begin

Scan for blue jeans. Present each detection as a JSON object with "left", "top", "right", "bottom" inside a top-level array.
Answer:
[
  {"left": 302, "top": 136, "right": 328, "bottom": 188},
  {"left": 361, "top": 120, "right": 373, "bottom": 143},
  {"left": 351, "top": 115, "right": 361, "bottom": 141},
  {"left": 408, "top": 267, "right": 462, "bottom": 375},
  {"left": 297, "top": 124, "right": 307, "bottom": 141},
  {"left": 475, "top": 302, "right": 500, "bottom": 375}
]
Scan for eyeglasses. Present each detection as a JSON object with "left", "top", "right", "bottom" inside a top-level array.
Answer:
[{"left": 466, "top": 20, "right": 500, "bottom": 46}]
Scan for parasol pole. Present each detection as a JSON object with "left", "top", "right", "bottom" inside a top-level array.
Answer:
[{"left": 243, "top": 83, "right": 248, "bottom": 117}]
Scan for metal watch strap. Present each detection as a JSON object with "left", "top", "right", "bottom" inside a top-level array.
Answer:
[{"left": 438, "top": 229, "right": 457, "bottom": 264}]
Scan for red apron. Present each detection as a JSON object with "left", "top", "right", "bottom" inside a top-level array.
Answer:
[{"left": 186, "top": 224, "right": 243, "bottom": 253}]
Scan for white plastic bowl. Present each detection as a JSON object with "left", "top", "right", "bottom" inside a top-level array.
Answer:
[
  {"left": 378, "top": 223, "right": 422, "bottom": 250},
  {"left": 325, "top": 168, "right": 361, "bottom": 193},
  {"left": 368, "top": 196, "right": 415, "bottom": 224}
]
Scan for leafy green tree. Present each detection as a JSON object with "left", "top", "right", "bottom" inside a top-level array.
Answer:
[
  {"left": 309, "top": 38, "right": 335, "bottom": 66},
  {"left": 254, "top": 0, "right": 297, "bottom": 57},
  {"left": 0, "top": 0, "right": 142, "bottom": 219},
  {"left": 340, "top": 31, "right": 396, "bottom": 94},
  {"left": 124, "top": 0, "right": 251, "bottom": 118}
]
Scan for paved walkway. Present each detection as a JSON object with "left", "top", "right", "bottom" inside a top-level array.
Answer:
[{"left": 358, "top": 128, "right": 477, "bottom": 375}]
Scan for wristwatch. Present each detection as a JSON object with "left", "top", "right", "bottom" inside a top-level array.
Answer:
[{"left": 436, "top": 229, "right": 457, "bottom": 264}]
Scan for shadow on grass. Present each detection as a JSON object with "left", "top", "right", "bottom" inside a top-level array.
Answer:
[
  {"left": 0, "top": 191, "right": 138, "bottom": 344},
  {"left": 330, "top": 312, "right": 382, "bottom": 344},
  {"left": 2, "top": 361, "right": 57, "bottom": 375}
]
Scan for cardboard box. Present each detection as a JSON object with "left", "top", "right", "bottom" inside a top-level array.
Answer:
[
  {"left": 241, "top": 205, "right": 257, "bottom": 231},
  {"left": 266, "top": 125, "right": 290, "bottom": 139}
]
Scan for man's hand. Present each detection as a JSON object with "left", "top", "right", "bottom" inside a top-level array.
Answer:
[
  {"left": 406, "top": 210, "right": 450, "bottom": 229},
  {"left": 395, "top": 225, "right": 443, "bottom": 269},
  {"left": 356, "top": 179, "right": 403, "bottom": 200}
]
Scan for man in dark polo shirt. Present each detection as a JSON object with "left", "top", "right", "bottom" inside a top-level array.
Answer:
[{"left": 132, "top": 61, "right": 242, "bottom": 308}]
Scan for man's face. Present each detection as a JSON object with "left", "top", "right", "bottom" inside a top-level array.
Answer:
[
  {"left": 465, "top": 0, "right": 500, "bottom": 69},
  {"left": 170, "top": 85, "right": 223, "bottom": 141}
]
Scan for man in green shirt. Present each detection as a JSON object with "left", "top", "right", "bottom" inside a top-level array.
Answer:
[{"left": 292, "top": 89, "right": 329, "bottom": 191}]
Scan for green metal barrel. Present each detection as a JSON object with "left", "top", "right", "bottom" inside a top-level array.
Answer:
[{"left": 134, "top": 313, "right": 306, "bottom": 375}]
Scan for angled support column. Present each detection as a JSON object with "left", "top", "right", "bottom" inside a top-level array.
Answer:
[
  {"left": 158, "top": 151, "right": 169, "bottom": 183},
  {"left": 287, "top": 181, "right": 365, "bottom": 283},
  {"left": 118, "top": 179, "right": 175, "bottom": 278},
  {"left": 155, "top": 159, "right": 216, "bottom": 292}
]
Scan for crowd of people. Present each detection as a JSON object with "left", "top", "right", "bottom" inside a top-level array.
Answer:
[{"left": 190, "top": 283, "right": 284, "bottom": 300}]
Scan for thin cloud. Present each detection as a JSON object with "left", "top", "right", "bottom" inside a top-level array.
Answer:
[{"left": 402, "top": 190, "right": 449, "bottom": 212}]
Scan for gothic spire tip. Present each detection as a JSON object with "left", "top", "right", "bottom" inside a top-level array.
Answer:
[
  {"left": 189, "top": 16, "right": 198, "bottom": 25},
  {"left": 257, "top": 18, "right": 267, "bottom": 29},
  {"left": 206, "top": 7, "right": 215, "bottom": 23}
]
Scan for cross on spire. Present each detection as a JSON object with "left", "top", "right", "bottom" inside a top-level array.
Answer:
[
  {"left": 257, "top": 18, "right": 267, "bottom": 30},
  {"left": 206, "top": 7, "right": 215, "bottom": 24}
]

end

• Prompt
Write out every record verbatim.

• The result
Scan for blue jeans. Present each detection as a JSON object with "left", "top", "right", "bottom" inside a top-level array.
Answer:
[
  {"left": 302, "top": 136, "right": 328, "bottom": 188},
  {"left": 361, "top": 120, "right": 373, "bottom": 143},
  {"left": 351, "top": 115, "right": 361, "bottom": 141},
  {"left": 408, "top": 267, "right": 462, "bottom": 375},
  {"left": 297, "top": 124, "right": 307, "bottom": 141},
  {"left": 475, "top": 302, "right": 500, "bottom": 375}
]
Scan for eyeglasses. Present each detection as a JSON object with "left", "top", "right", "bottom" inside a top-level array.
Answer:
[{"left": 466, "top": 20, "right": 500, "bottom": 46}]
Scan for parasol pole. Present each detection as a JSON object with "left", "top", "right", "bottom" inside a top-level array.
Answer:
[{"left": 243, "top": 83, "right": 248, "bottom": 117}]
Scan for metal watch strap. Present each detection as a JSON object with "left", "top", "right", "bottom" inside a top-level array.
Answer:
[{"left": 438, "top": 229, "right": 457, "bottom": 264}]
Scan for red apron. Present each detection as a JSON object with "left", "top", "right", "bottom" inside a top-level array.
Answer:
[{"left": 186, "top": 224, "right": 243, "bottom": 253}]
Scan for white plastic bowl. Present each detection as a JSON object with "left", "top", "right", "bottom" inside a top-level array.
Answer:
[
  {"left": 378, "top": 223, "right": 422, "bottom": 250},
  {"left": 325, "top": 168, "right": 361, "bottom": 193},
  {"left": 368, "top": 196, "right": 415, "bottom": 224}
]
Scan for leafy green tree. Present each detection as a JSON object with "left", "top", "right", "bottom" inside a top-level array.
Answer:
[
  {"left": 309, "top": 38, "right": 335, "bottom": 66},
  {"left": 254, "top": 0, "right": 297, "bottom": 57},
  {"left": 0, "top": 0, "right": 142, "bottom": 219},
  {"left": 340, "top": 31, "right": 396, "bottom": 94},
  {"left": 124, "top": 0, "right": 251, "bottom": 118}
]
Scan for paved walkway. Present each detection as a JSON object with "left", "top", "right", "bottom" inside a top-level array.
Answer:
[{"left": 358, "top": 128, "right": 477, "bottom": 375}]
Scan for wristwatch. Present each detection as a JSON object with "left", "top", "right", "bottom" inside a top-level array.
Answer:
[{"left": 436, "top": 229, "right": 457, "bottom": 264}]
Scan for shadow on grass. Present each detection as a JSON object with "left", "top", "right", "bottom" inside a top-level array.
Answer:
[
  {"left": 0, "top": 191, "right": 138, "bottom": 344},
  {"left": 330, "top": 312, "right": 382, "bottom": 344},
  {"left": 2, "top": 361, "right": 57, "bottom": 375}
]
Scan for cardboard box. Present each detection as a JSON object with "left", "top", "right", "bottom" inside a top-level array.
Answer:
[
  {"left": 241, "top": 205, "right": 257, "bottom": 231},
  {"left": 266, "top": 125, "right": 290, "bottom": 139}
]
Scan for man's hand. Present each detection as a JSON object with "left", "top", "right", "bottom" inside a top-level array.
Answer:
[
  {"left": 406, "top": 210, "right": 450, "bottom": 229},
  {"left": 395, "top": 225, "right": 443, "bottom": 269},
  {"left": 356, "top": 179, "right": 403, "bottom": 200}
]
Scan for man in dark polo shirt. Present each detection as a JSON object with "left", "top", "right", "bottom" inside a top-level array.
Answer:
[{"left": 132, "top": 61, "right": 242, "bottom": 308}]
Scan for man's face. Present each detection as a JSON object with "left", "top", "right", "bottom" inside a top-level array.
Answer:
[
  {"left": 465, "top": 0, "right": 500, "bottom": 69},
  {"left": 170, "top": 85, "right": 223, "bottom": 141}
]
Scan for man in green shirt. Present each detection as a JSON object with "left", "top", "right", "bottom" inside a top-level array.
Answer:
[{"left": 292, "top": 89, "right": 329, "bottom": 191}]
Scan for green metal barrel. Present each detection as a JSON object with "left", "top", "right", "bottom" inside a top-level array.
Answer:
[{"left": 134, "top": 313, "right": 306, "bottom": 375}]
Scan for angled support column. Present each detection as a JSON object with "left", "top", "right", "bottom" inside a top-level array.
Answer:
[
  {"left": 158, "top": 151, "right": 169, "bottom": 183},
  {"left": 287, "top": 181, "right": 365, "bottom": 283},
  {"left": 118, "top": 179, "right": 175, "bottom": 278},
  {"left": 155, "top": 159, "right": 216, "bottom": 292}
]
Scan for crowd of people. Present each detection as a JSON object with "left", "top", "right", "bottom" inside a top-level array.
Answer:
[{"left": 190, "top": 283, "right": 284, "bottom": 300}]
Scan for thin cloud. Present each detection as a JSON object with "left", "top", "right", "bottom" inside a top-level array.
Answer:
[{"left": 402, "top": 190, "right": 449, "bottom": 212}]
Scan for gothic spire tip. Present each detection as a JSON object with "left", "top", "right", "bottom" inside a top-level array.
Answer:
[
  {"left": 189, "top": 16, "right": 198, "bottom": 25},
  {"left": 257, "top": 18, "right": 267, "bottom": 29},
  {"left": 206, "top": 7, "right": 215, "bottom": 23}
]
Scan for cross on spire. Present each detection as a JSON object with "left", "top", "right", "bottom" inside a top-level array.
Answer:
[
  {"left": 257, "top": 18, "right": 267, "bottom": 30},
  {"left": 206, "top": 7, "right": 215, "bottom": 24}
]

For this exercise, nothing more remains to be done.